#### DATA SUPPLIED
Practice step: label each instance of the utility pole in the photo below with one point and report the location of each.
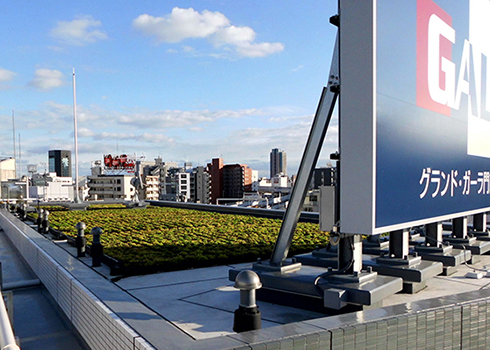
(13, 136)
(77, 199)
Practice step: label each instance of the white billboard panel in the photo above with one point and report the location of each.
(415, 112)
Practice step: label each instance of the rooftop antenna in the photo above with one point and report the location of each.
(20, 160)
(13, 136)
(75, 133)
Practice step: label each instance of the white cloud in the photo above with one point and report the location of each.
(178, 119)
(182, 24)
(47, 79)
(79, 32)
(6, 75)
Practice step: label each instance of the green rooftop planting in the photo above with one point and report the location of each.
(166, 239)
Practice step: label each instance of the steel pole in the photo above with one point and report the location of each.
(308, 162)
(77, 200)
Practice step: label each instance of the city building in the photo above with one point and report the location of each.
(151, 188)
(200, 185)
(177, 186)
(60, 162)
(103, 187)
(216, 172)
(323, 177)
(230, 180)
(278, 162)
(278, 184)
(7, 169)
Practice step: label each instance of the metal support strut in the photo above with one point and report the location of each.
(308, 161)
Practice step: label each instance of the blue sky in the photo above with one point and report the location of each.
(184, 80)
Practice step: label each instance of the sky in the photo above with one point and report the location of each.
(184, 80)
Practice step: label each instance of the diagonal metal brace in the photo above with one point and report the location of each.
(308, 162)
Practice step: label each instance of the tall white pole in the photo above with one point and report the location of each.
(13, 133)
(20, 160)
(77, 199)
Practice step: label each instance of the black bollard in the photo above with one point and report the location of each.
(45, 223)
(81, 241)
(96, 249)
(247, 316)
(40, 220)
(24, 212)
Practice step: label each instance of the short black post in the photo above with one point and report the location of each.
(399, 244)
(247, 316)
(480, 222)
(24, 212)
(96, 250)
(45, 223)
(81, 240)
(40, 220)
(460, 227)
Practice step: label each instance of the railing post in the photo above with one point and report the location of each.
(96, 249)
(81, 241)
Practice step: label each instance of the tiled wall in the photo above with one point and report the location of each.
(461, 322)
(464, 327)
(97, 324)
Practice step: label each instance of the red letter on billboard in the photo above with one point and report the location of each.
(436, 74)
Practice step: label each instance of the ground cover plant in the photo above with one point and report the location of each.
(166, 239)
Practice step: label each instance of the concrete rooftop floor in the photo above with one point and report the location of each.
(199, 302)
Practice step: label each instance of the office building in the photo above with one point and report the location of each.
(60, 162)
(278, 162)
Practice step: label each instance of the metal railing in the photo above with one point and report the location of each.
(7, 339)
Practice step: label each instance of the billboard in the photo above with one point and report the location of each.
(415, 112)
(118, 162)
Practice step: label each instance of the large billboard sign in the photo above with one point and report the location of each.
(415, 112)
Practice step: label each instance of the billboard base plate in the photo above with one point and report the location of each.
(448, 257)
(476, 247)
(481, 235)
(305, 288)
(412, 269)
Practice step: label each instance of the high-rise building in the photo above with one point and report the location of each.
(278, 162)
(230, 180)
(237, 179)
(60, 162)
(216, 172)
(200, 185)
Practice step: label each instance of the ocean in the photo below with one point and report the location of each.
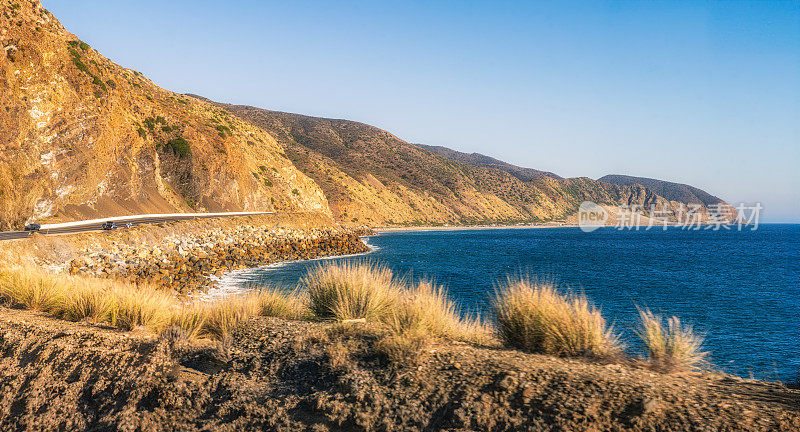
(741, 289)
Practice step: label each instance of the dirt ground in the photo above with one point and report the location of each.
(292, 376)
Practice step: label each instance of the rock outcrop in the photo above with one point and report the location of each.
(185, 262)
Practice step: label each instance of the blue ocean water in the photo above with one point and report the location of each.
(739, 288)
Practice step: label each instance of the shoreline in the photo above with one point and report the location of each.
(227, 284)
(378, 230)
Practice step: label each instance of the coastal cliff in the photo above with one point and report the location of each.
(83, 137)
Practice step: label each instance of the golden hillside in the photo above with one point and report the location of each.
(81, 136)
(371, 176)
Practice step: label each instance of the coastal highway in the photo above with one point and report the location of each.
(121, 221)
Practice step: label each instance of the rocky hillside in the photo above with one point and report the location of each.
(671, 191)
(371, 176)
(81, 136)
(481, 160)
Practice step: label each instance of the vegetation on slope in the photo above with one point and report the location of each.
(370, 176)
(82, 136)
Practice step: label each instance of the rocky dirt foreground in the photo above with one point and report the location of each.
(293, 376)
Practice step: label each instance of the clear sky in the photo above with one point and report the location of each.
(705, 93)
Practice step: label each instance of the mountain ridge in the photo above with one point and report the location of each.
(370, 175)
(84, 137)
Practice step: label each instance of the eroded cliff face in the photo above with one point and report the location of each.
(81, 136)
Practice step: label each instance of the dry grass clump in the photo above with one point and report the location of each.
(191, 318)
(535, 317)
(274, 302)
(222, 316)
(674, 348)
(88, 302)
(27, 288)
(427, 309)
(142, 307)
(346, 291)
(78, 299)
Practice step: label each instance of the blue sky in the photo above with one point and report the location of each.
(705, 93)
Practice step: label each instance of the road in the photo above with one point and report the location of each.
(121, 221)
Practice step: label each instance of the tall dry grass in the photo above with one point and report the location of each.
(675, 347)
(26, 288)
(535, 317)
(529, 316)
(347, 291)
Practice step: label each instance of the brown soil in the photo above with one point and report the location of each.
(279, 375)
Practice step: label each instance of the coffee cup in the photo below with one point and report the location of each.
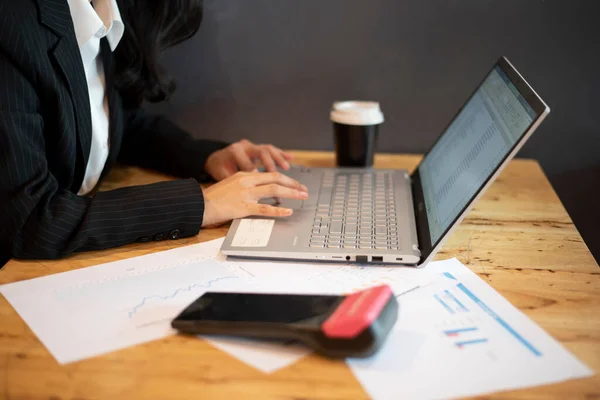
(355, 127)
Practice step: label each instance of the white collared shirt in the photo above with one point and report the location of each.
(91, 24)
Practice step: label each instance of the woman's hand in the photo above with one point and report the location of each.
(244, 156)
(238, 196)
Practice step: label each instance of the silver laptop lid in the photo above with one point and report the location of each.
(484, 135)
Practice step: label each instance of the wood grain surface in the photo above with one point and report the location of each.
(518, 237)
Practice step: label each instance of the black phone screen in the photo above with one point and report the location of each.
(247, 307)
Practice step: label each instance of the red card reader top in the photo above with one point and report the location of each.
(357, 312)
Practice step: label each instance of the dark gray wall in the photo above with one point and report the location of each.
(268, 70)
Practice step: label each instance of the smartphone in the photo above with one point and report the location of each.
(335, 326)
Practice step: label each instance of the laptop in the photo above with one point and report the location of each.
(391, 216)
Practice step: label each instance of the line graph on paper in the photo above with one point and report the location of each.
(157, 308)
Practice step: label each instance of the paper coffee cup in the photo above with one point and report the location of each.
(356, 129)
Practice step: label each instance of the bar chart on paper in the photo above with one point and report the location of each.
(466, 335)
(469, 323)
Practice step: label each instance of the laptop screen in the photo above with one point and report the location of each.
(471, 149)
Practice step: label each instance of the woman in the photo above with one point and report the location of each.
(72, 77)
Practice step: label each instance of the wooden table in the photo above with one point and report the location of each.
(519, 238)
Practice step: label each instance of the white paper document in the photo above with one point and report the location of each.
(455, 336)
(95, 310)
(458, 337)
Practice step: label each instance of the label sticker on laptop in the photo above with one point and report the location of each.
(253, 233)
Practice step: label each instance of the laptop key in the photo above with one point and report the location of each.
(350, 228)
(335, 227)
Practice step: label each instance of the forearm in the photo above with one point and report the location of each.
(67, 223)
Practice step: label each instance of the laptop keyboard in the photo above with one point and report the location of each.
(356, 211)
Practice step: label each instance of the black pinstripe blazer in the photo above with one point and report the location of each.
(45, 135)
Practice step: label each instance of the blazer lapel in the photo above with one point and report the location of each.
(56, 16)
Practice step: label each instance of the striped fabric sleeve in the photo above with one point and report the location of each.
(39, 219)
(153, 141)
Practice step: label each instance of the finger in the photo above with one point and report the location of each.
(242, 159)
(272, 177)
(266, 210)
(288, 156)
(278, 157)
(267, 160)
(275, 190)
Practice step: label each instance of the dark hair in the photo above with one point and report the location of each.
(151, 26)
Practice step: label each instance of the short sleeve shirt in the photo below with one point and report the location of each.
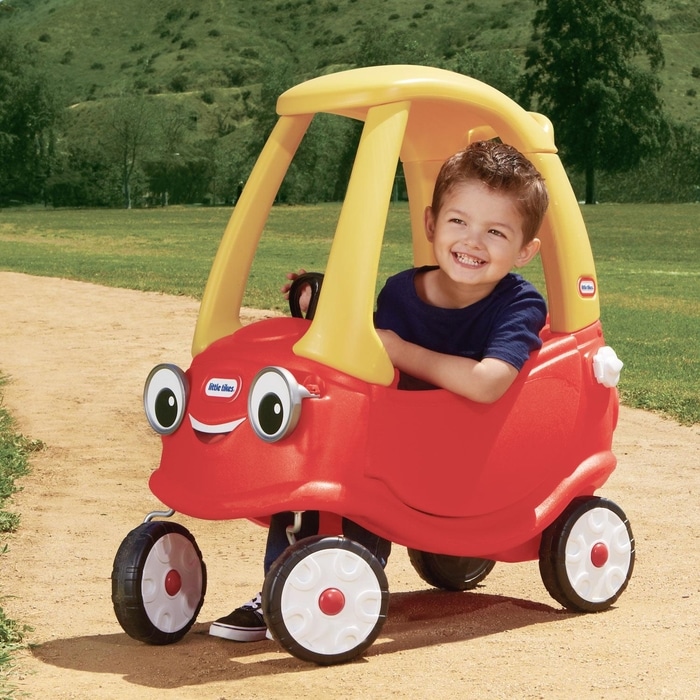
(504, 325)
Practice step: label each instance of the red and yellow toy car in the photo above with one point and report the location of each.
(294, 414)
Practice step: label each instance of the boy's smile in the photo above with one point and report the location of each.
(477, 240)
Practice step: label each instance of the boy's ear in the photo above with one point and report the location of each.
(527, 252)
(429, 223)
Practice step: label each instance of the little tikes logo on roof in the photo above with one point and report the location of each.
(222, 388)
(586, 287)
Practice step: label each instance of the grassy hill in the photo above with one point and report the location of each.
(101, 49)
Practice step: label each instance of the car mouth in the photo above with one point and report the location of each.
(468, 260)
(209, 433)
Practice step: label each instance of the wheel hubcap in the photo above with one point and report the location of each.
(331, 601)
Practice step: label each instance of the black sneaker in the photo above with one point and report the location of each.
(244, 624)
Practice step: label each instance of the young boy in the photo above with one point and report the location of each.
(467, 324)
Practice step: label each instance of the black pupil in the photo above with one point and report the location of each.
(166, 407)
(270, 413)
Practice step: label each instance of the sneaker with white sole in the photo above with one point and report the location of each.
(244, 624)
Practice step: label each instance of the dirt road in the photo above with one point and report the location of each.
(77, 356)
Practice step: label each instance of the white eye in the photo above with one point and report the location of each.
(274, 403)
(165, 397)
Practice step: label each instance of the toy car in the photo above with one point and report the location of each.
(298, 414)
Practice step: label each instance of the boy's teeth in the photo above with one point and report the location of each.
(467, 259)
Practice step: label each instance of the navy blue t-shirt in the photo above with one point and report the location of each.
(505, 324)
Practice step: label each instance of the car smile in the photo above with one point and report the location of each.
(211, 431)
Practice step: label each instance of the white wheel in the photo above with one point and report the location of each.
(171, 583)
(158, 582)
(326, 599)
(587, 555)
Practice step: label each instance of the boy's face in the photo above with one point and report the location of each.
(477, 236)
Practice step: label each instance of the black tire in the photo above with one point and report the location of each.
(158, 582)
(325, 600)
(587, 555)
(449, 572)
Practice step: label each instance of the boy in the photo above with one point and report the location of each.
(467, 324)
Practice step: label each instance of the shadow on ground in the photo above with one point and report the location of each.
(416, 620)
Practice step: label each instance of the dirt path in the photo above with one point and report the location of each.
(77, 356)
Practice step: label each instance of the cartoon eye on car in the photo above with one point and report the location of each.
(297, 414)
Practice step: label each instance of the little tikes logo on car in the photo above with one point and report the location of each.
(222, 388)
(586, 287)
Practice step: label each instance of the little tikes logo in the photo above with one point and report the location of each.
(222, 388)
(586, 287)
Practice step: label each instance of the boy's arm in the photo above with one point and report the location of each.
(485, 381)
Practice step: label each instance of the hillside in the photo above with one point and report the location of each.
(101, 49)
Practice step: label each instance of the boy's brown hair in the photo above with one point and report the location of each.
(503, 168)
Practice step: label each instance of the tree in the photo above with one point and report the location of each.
(28, 115)
(129, 135)
(585, 70)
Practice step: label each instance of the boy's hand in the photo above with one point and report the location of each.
(392, 344)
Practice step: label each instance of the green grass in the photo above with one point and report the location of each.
(14, 451)
(646, 258)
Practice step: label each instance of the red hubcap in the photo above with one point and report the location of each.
(173, 583)
(331, 601)
(599, 554)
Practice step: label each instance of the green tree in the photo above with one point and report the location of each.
(29, 112)
(129, 137)
(592, 68)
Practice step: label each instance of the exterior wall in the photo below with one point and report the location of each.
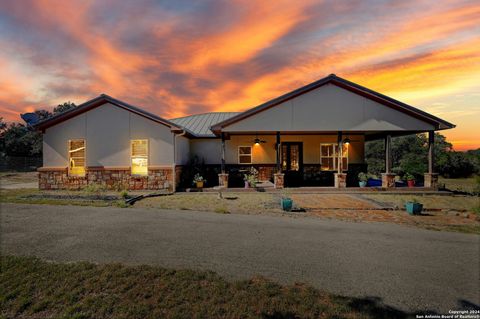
(108, 130)
(182, 150)
(208, 149)
(329, 108)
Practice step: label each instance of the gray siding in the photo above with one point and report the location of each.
(108, 130)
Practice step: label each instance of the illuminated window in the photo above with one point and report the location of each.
(329, 157)
(139, 157)
(76, 157)
(245, 155)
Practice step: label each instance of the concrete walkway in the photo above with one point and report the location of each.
(408, 268)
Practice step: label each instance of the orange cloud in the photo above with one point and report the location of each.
(229, 56)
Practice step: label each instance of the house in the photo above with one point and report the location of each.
########
> [TASK DESCRIPTION]
No pictures should appear in the copy. Print exactly the lines above from the line containing "Practice step: label each instance of the hillside" through the last line of the data.

> [EXERCISE RESULT]
Practice step: label each instance of the hillside in the photo above with one point and report the location of each.
(101, 49)
Practice step: label each instance of the boy's brown hair in the photo above with one point and report the location of each.
(503, 168)
Practice step: label each instance of the tree in the photo above with one point and report the location of each.
(28, 115)
(129, 135)
(585, 70)
Practice step: label each instance of the boy's hand in the photo above with one point and report the location of each.
(392, 344)
Practice step: label each instance of the green grass in the photo above with one point and report the location of each.
(14, 451)
(646, 258)
Practice step: label each instance of the red hubcap in the photo above with one point and report the location of each.
(173, 583)
(331, 601)
(599, 554)
Practice step: label each instance of the green tree in the photo above with one point and report the location of each.
(29, 112)
(129, 137)
(592, 68)
Practice step: label each instance of the exterior wall in the photo below with one point and report the location of each.
(108, 130)
(182, 150)
(208, 149)
(329, 108)
Practice step: label each instance of the gray siding in the photo above with one point and report the location of each.
(108, 130)
Practice step: label each instance of the illuminated window in the photo above with one point and report the location of each.
(329, 157)
(139, 157)
(76, 157)
(245, 155)
Practice step: label each instance of the concrete walkway in the photo above with one point and report the location of each.
(408, 268)
Practice step: label each instance of the orange cloud in the photo above with one point and report the location of each.
(229, 56)
Practice step: label each instance of the house in the photo above with one point and report the location of each.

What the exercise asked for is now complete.